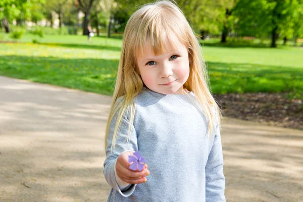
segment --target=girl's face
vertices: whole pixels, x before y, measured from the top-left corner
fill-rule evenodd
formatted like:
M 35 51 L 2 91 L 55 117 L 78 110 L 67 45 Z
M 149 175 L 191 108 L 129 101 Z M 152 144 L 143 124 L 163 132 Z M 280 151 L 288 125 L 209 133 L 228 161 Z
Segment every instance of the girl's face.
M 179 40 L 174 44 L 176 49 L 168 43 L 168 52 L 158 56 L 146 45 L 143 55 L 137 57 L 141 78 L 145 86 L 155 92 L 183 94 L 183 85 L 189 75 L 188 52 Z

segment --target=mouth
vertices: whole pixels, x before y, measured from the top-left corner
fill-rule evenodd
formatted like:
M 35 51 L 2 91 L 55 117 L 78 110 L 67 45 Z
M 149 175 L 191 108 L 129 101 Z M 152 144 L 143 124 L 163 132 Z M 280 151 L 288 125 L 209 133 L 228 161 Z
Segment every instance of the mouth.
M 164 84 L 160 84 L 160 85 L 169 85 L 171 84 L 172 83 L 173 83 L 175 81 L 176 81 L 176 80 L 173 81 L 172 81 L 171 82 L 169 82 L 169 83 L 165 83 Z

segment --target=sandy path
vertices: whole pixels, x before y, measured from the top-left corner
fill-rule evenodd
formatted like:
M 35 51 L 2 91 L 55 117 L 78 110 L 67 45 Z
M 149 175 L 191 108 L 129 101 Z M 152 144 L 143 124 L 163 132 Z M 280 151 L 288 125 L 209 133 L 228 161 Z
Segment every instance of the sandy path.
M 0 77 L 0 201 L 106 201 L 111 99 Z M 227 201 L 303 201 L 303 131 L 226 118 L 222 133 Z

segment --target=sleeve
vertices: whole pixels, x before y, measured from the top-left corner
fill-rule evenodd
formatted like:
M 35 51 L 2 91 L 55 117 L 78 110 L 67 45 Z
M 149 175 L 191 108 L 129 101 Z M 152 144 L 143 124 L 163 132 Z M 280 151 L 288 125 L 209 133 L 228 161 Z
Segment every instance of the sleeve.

* * *

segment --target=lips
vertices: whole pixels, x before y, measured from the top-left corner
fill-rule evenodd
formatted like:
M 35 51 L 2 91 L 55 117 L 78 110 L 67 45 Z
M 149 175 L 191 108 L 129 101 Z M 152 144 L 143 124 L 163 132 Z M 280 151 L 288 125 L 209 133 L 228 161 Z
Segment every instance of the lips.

* * *

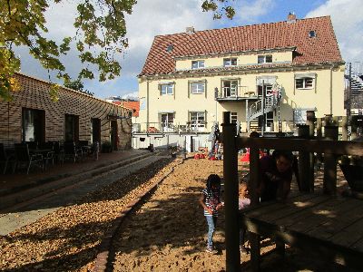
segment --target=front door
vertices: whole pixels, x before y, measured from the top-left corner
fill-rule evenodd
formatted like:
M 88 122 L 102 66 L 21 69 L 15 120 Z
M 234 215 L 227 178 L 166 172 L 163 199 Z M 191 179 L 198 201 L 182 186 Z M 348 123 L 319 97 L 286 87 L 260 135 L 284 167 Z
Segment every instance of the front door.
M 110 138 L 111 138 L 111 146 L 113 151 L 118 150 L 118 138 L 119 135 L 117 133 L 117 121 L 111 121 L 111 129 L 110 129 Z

REQUIREMENTS: Could you copy the lines of the listing above word for word, from the line with "segment --target=sleeve" up to and including the line with "Segment every instance of the sleeve."?

WRITTEN RESPONSE:
segment --target=sleeve
vertices: whole pixels, x before y, measured from the top-left corner
fill-rule evenodd
formatted like:
M 35 51 L 2 91 L 55 117 L 78 110 L 67 45 Z
M 149 175 L 191 108 L 129 101 Z M 152 144 L 143 124 L 163 132 Z M 280 151 L 288 125 L 209 133 L 228 161 Z
Segment every instance of the sleeve.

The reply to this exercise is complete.